Exercises to complete:
A: Using the passage on uncharged tRNAs, answer each question briefly:
(i) Why does the ribosome stall at the position of the uncharged tRNA?
(ii) What reason does the passage give that choosing A is wrong?
(iii) Which components does the passage say to check when analyzing translation efficiency problems?
B: Sum up the passage on uncharged tRNAs in two sentences.
C: Return the part of the passage on uncharged tRNAs from "Translation will terminate" to "at each step.", word for word.

Passage provided:
== == ==

Transcription will fail for those mRNAs because synthetases are required to synthesize RNA nucleotides.
Translation will terminate at that codon because the codon becomes a stop codon when tRNA is uncharged.
Explanation
This question tests understanding of how uncharged tRNAs affect translation elongation. When a specific aminoacyl-tRNA synthetase cannot charge its tRNA with the appropriate amino acid, that tRNA enters the ribosome without an amino acid attached. While the uncharged tRNA can still base-pair with its codon in the A site, it cannot donate an amino acid for peptide bond formation, causing the ribosome to stall at that position. Students choosing A incorrectly think a different amino acid would be incorporated, but synthetases are highly specific and other synthetases won't charge this tRNA. To analyze translation efficiency problems, consider whether all components (charged tRNAs, release factors, elongation factors) are functional at each step.

== == ==

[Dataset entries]
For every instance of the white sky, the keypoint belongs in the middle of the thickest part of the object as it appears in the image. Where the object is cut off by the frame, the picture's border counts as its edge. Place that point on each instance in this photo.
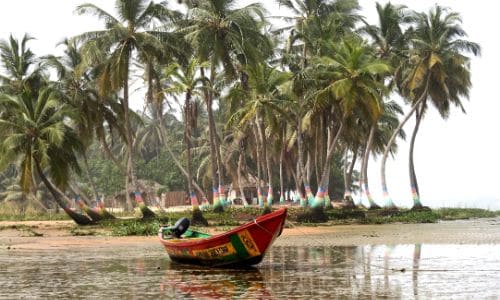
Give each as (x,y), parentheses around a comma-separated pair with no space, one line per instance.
(457,161)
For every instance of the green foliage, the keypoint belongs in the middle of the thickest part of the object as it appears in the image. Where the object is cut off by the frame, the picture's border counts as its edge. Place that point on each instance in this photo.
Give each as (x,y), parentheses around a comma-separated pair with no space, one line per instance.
(465,213)
(28,230)
(134,227)
(401,217)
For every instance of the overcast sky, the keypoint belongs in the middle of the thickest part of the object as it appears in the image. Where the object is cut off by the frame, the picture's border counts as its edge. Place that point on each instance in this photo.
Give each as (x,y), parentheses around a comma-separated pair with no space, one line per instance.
(457,160)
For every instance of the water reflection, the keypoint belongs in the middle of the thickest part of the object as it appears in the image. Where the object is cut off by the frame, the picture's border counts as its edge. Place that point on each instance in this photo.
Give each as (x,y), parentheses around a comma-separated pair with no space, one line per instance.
(202,283)
(394,271)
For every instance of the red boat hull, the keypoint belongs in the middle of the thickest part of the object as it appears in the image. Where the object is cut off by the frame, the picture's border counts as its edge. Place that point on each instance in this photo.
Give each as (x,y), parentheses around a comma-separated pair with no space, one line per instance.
(244,245)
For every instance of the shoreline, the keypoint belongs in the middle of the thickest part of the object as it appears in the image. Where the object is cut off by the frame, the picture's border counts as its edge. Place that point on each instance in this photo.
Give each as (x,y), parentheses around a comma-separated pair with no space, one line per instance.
(56,235)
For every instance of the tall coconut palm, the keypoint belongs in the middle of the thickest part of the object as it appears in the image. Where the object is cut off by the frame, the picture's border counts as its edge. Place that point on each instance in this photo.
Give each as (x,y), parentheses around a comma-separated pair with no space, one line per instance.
(390,43)
(123,35)
(313,24)
(437,69)
(36,137)
(23,75)
(186,81)
(80,94)
(351,83)
(262,107)
(224,36)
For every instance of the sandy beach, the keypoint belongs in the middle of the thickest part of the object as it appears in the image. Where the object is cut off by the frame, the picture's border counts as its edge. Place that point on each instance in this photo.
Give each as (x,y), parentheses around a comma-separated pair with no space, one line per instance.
(57,235)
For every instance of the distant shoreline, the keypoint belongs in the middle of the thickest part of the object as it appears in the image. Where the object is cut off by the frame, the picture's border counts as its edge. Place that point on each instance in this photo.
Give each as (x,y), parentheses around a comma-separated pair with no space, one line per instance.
(56,235)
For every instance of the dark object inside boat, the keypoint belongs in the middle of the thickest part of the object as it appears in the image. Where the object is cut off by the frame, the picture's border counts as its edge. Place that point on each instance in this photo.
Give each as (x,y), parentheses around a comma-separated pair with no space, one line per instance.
(180,227)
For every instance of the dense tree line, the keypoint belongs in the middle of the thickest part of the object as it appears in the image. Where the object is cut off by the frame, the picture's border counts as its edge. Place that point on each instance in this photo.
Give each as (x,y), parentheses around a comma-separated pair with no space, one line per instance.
(298,107)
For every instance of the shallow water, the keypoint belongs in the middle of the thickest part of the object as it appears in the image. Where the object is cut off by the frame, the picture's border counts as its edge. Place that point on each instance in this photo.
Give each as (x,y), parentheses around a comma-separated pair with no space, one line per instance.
(399,271)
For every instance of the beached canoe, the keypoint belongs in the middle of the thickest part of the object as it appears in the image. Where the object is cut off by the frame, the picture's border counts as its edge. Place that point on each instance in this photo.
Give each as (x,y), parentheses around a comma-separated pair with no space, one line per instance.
(245,245)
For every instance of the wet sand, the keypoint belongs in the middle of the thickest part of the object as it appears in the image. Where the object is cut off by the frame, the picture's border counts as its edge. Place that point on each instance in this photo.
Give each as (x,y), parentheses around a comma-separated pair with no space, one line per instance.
(57,235)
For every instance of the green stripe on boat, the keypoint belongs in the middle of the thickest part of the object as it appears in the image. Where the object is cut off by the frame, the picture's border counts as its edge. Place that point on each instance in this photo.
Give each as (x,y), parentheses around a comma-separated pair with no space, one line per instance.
(238,245)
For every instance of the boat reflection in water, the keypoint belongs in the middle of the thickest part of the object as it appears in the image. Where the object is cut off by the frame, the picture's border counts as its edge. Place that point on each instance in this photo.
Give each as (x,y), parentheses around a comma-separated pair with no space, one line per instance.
(181,281)
(370,271)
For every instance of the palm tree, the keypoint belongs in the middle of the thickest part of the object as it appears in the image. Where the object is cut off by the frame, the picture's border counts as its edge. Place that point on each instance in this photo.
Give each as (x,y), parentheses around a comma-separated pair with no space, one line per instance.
(437,69)
(351,81)
(315,23)
(390,43)
(186,81)
(123,35)
(223,35)
(36,137)
(80,94)
(19,62)
(263,108)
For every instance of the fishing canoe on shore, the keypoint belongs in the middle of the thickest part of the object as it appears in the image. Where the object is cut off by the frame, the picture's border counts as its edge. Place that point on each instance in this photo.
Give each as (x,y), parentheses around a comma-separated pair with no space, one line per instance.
(245,245)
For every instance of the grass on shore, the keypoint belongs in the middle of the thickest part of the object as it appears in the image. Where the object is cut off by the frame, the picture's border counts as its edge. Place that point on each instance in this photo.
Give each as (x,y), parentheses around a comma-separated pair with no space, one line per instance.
(236,216)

== == ==

Solutions to the exercise:
A:
(i) The uncharged tRNA can still base-pair with its codon in the A site, but it cannot donate an amino acid for peptide bond formation.
(ii) Synthetases are highly specific, and other synthetases won't charge this tRNA, so a different amino acid would not be incorporated.
(iii) Charged tRNAs, release factors and elongation factors.

B: When an aminoacyl-tRNA synthetase cannot charge its tRNA, that tRNA enters the ribosome without an amino acid. It can still base-pair with its codon in the A site, but it cannot donate an amino acid for peptide bond formation, so the ribosome stalls there rather than adding a different amino acid, since synthetases are highly specific.

C:
Translation will terminate at that codon because the codon becomes a stop codon when tRNA is uncharged.
Explanation
This question tests understanding of how uncharged tRNAs affect translation elongation. When a specific aminoacyl-tRNA synthetase cannot charge its tRNA with the appropriate amino acid, that tRNA enters the ribosome without an amino acid attached. While the uncharged tRNA can still base-pair with its codon in the A site, it cannot donate an amino acid for peptide bond formation, causing the ribosome to stall at that position. Students choosing A incorrectly think a different amino acid would be incorporated, but synthetases are highly specific and other synthetases won't charge this tRNA. To analyze translation efficiency problems, consider whether all components (charged tRNAs, release factors, elongation factors) are functional at each step.